[Begin INPUT MATERIAL]
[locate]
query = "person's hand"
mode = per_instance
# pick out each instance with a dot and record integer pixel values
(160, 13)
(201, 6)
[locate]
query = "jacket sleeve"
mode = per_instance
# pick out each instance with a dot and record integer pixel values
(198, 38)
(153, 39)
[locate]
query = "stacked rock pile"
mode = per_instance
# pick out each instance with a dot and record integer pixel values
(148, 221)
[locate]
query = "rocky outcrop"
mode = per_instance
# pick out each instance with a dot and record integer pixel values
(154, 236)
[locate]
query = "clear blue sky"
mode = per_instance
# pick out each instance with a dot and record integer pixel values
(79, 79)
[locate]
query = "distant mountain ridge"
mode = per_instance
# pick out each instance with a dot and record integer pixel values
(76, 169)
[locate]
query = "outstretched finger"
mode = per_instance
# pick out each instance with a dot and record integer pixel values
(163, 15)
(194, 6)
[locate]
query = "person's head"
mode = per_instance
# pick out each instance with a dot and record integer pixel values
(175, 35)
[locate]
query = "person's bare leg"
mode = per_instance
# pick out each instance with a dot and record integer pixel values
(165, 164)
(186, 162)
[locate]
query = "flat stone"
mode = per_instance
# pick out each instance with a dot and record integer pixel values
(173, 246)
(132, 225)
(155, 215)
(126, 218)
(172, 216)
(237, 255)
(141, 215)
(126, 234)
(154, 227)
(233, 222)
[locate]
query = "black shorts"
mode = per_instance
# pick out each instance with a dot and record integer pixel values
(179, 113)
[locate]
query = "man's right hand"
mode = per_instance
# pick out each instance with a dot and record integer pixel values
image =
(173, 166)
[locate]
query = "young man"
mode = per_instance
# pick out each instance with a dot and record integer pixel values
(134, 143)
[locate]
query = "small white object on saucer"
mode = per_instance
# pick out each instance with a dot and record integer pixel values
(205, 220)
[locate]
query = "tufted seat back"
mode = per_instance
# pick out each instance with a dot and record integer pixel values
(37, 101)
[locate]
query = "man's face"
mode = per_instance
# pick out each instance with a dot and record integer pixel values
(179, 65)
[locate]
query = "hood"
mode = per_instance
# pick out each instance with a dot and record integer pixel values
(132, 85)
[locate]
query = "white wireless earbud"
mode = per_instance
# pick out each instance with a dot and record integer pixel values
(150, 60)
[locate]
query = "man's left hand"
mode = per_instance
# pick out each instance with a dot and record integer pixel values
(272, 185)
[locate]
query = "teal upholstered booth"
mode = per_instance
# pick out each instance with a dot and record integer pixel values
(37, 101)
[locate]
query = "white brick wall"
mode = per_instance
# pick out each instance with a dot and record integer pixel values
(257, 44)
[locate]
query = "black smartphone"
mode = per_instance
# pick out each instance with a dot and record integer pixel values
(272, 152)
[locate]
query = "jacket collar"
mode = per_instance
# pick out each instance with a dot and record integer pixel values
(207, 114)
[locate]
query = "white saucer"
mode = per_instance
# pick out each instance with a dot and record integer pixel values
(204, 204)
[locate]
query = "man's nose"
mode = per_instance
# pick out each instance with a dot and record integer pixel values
[End INPUT MATERIAL]
### WORK TO BE COMPLETED
Copy the material above back out, exactly as written.

### REPLY
[locate]
query = "person's hand"
mode = per_instance
# pick out each instance with a dot and record integer pixel values
(160, 13)
(201, 6)
[locate]
query = "jacket sleeve"
mode = per_instance
# pick out each instance with a dot and record integer pixel values
(198, 38)
(153, 39)
[locate]
query = "stacked rock pile"
mode = per_instance
# pick out each instance with a dot and record integer pixel values
(148, 221)
[locate]
query = "rocky outcrop"
mode = per_instance
# pick out each instance with a dot and record integer pixel values
(154, 236)
[locate]
query = "clear blue sky"
mode = per_instance
# pick out each instance with a dot and record integer pixel values
(79, 79)
[locate]
query = "distant mountain ridge"
mode = per_instance
# pick out each instance with a dot and record integer pixel values
(76, 169)
[locate]
query = "outstretched finger"
mode = per_instance
# pick out each instance with a dot and record integer pixel values
(163, 15)
(194, 6)
[locate]
query = "person's head"
mode = per_instance
# pick out each instance with a dot and record integer pixel values
(175, 35)
[locate]
query = "person's bare leg"
mode = per_instance
# pick out each instance with a dot and record integer pixel values
(165, 164)
(186, 162)
[locate]
query = "flat stone"
mode = per_instance
# pick out each instance with a dot and record integer pixel values
(173, 246)
(132, 225)
(155, 215)
(126, 218)
(172, 216)
(237, 255)
(141, 215)
(126, 234)
(154, 227)
(233, 222)
[locate]
query = "black shorts"
mode = per_instance
# pick out each instance with a dot and record integer pixel values
(179, 113)
[locate]
query = "man's right hand"
mode = per_instance
# pick out each instance with a dot and record integer pixel values
image =
(173, 166)
[locate]
query = "young man"
mode = per_instance
# pick out each instance with a dot and record integer pixel values
(134, 143)
[locate]
query = "small white object on saucer"
mode = per_instance
# pick out each instance with a dot and record integer pixel values
(205, 220)
[locate]
query = "tufted seat back"
mode = per_instance
# pick out each instance with a dot and record integer pixel values
(37, 101)
[locate]
query = "man's face"
mode = per_instance
# pick out each instance with a dot and record integer pixel values
(179, 65)
[locate]
query = "hood"
mode = per_instance
# pick out each instance with a dot and record integer pixel values
(132, 85)
[locate]
query = "white wireless earbud"
mode = per_instance
# pick out each instance with a dot and record integer pixel values
(150, 60)
[locate]
query = "man's left hand"
mode = per_instance
# pick out each instance with a dot and record integer pixel values
(272, 185)
[locate]
query = "teal upholstered booth"
mode = per_instance
# pick out each instance with a dot and record integer pixel values
(37, 101)
[locate]
query = "white brick wall"
mode = per_instance
# pick out each instance with a dot and record integer pixel values
(257, 44)
[locate]
query = "black smartphone"
mode = per_instance
# pick out each instance with a dot and record integer pixel values
(272, 152)
[locate]
query = "jacket collar"
mode = per_instance
# pick out each instance with a dot and record integer pixel values
(207, 114)
[locate]
query = "white saucer"
mode = per_instance
# pick out each instance with a dot and record integer pixel values
(204, 204)
[locate]
query = "man's nose"
mode = per_instance
# pick out each instance with a dot and record integer pixel values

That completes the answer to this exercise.